* _Provided information_:
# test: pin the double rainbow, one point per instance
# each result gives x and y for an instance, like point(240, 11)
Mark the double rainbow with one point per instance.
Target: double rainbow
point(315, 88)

* _What is asked_:
Write out every line of the material above again, requests included. Multiply each point coordinate in the answers by 1.1 and round to the nearest whole number, with halves going up. Leave all other numbers as they are, including the sample in the format line.

* _Complete answer_:
# test: pin the double rainbow, one point per instance
# each result gives x and y for an instance, like point(240, 11)
Mark the double rainbow with one point per instance.
Target: double rainbow
point(347, 97)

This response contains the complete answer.